[What you need to do] Tally the lines of the material below that contain the string "clicks", and give only the number.

[Exercise material]
*** Begin section ***
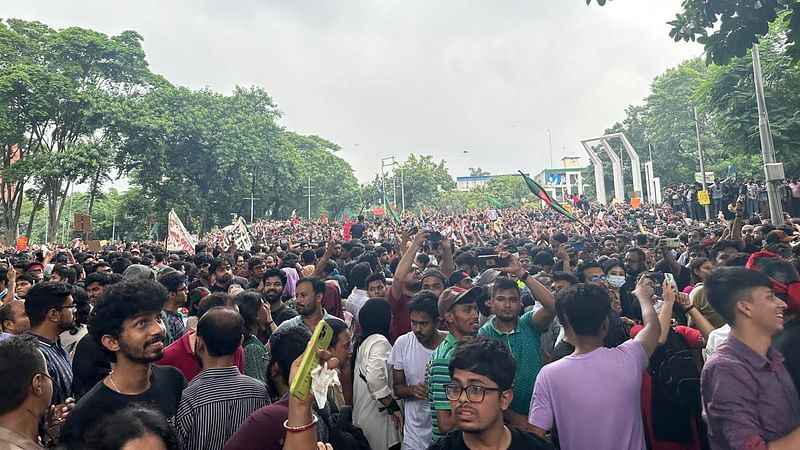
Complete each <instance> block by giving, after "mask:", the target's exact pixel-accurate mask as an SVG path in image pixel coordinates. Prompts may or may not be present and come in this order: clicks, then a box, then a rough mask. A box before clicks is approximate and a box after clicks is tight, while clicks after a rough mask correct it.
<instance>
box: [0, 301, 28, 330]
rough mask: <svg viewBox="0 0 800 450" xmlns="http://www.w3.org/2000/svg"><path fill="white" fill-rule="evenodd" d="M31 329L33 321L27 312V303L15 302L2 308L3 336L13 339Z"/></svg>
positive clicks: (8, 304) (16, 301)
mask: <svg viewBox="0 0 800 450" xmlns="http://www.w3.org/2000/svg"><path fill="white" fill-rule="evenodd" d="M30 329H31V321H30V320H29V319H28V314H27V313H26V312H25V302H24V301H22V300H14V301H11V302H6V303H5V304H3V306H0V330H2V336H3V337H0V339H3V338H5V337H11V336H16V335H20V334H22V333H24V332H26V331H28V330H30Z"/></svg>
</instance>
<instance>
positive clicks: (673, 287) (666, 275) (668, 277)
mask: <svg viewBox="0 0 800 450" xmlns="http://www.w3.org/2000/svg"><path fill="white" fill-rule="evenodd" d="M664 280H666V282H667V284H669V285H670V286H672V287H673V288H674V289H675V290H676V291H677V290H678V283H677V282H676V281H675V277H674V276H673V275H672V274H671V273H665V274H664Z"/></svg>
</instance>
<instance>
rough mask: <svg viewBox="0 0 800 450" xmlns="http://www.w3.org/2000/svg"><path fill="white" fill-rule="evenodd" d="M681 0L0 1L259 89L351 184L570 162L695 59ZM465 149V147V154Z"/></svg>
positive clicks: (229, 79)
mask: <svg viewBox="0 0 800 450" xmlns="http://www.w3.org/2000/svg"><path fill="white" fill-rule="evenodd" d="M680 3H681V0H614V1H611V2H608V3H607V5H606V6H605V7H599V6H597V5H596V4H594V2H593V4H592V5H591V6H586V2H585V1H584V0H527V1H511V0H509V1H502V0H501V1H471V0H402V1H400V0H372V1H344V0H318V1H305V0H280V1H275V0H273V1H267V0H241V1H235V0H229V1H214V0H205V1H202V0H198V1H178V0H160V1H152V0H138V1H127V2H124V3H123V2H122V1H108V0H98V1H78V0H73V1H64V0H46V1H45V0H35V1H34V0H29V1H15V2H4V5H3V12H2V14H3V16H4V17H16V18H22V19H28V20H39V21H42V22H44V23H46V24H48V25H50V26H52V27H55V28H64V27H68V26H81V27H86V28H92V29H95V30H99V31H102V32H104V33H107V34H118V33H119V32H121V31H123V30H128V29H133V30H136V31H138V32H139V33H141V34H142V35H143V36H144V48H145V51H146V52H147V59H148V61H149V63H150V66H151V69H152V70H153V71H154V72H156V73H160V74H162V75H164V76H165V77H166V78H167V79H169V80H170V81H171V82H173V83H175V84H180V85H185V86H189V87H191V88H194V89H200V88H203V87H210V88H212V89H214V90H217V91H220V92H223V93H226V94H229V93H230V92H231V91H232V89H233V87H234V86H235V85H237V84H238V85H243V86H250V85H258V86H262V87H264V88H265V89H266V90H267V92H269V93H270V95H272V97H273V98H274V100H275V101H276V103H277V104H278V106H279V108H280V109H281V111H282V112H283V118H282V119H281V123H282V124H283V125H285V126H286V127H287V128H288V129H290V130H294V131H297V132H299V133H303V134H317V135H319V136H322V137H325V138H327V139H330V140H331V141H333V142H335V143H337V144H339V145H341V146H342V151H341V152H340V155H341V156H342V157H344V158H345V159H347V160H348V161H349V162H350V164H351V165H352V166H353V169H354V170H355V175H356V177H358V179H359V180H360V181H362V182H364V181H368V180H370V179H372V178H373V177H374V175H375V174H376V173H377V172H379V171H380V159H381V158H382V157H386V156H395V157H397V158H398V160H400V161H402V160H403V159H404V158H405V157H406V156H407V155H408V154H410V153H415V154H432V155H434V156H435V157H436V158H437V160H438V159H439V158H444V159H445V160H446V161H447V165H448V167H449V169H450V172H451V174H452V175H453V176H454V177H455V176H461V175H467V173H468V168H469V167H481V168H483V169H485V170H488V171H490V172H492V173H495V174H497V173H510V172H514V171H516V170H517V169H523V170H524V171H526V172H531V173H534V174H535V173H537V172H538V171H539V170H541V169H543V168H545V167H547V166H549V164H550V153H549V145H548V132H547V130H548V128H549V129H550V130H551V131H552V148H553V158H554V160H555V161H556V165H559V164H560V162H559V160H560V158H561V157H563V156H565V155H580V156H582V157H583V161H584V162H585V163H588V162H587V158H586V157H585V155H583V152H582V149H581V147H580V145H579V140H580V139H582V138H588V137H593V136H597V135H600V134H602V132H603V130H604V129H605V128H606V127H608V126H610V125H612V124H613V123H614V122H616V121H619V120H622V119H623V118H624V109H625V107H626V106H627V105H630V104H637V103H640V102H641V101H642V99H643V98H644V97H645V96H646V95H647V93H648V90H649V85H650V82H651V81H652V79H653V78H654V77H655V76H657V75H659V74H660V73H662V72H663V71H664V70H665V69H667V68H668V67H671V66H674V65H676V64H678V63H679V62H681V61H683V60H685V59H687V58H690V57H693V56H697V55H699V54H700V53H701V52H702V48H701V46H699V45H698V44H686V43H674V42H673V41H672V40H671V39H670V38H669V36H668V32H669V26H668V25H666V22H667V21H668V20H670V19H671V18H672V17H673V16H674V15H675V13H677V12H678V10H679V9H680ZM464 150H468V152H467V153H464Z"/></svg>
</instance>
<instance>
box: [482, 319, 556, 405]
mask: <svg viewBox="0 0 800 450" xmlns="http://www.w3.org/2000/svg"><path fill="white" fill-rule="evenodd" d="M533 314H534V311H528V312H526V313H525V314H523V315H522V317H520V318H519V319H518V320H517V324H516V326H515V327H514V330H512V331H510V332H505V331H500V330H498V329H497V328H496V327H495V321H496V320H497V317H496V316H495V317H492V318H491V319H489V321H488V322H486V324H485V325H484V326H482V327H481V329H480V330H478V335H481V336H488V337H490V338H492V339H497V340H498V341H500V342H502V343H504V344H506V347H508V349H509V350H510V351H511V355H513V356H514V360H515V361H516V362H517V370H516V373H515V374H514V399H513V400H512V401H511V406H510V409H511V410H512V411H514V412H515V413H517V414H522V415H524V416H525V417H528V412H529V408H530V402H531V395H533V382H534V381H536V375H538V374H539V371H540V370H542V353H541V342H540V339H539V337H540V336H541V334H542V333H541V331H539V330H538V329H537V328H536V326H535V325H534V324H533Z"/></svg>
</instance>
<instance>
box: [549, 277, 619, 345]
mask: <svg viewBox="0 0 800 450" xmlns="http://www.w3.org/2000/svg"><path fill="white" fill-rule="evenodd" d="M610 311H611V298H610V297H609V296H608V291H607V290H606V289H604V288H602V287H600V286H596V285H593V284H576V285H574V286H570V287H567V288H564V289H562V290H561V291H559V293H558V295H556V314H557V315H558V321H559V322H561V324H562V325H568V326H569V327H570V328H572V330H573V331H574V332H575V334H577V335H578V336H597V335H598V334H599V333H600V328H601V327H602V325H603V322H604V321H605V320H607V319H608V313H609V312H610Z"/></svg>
*** End section ***
*** Begin section ***
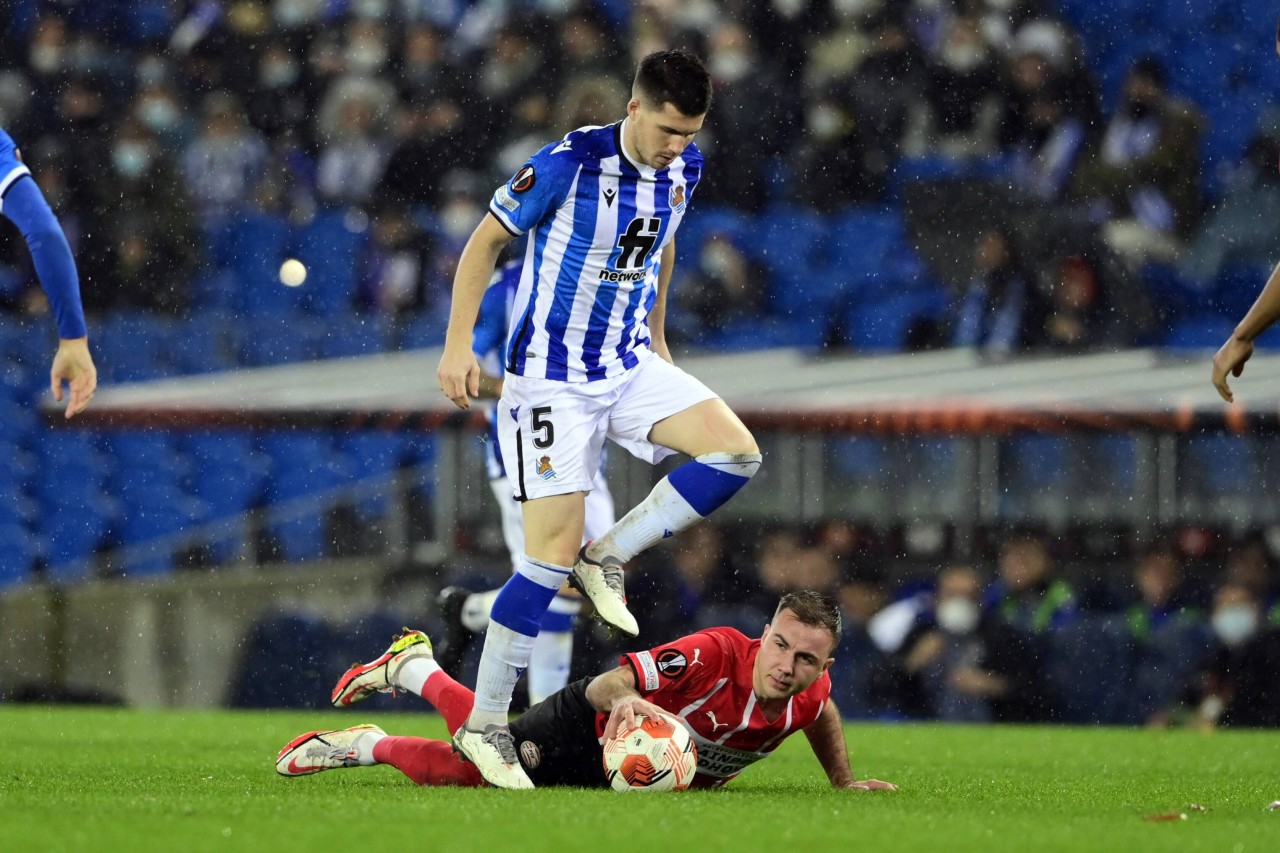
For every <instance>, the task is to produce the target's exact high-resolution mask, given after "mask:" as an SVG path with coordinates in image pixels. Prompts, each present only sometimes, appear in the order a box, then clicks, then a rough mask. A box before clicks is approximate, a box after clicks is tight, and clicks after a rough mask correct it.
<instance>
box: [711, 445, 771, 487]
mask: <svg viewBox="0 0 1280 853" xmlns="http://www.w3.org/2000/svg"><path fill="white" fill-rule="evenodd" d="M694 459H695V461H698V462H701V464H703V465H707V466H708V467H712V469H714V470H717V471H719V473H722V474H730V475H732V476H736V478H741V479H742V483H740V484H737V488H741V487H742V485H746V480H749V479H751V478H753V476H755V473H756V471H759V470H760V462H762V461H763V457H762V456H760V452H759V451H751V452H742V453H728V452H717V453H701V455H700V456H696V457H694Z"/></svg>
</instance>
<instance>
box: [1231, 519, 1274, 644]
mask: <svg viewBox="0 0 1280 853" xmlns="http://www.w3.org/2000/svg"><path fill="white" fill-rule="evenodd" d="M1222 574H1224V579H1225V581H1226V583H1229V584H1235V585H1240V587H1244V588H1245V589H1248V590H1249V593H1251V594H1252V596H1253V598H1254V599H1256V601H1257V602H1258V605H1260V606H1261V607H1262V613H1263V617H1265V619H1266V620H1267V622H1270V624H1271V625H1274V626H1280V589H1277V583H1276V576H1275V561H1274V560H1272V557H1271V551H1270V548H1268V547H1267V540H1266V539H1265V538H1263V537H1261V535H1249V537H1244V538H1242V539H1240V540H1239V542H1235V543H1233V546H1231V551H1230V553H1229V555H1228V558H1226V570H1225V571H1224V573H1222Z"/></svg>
*** End section ***
[Output below] 5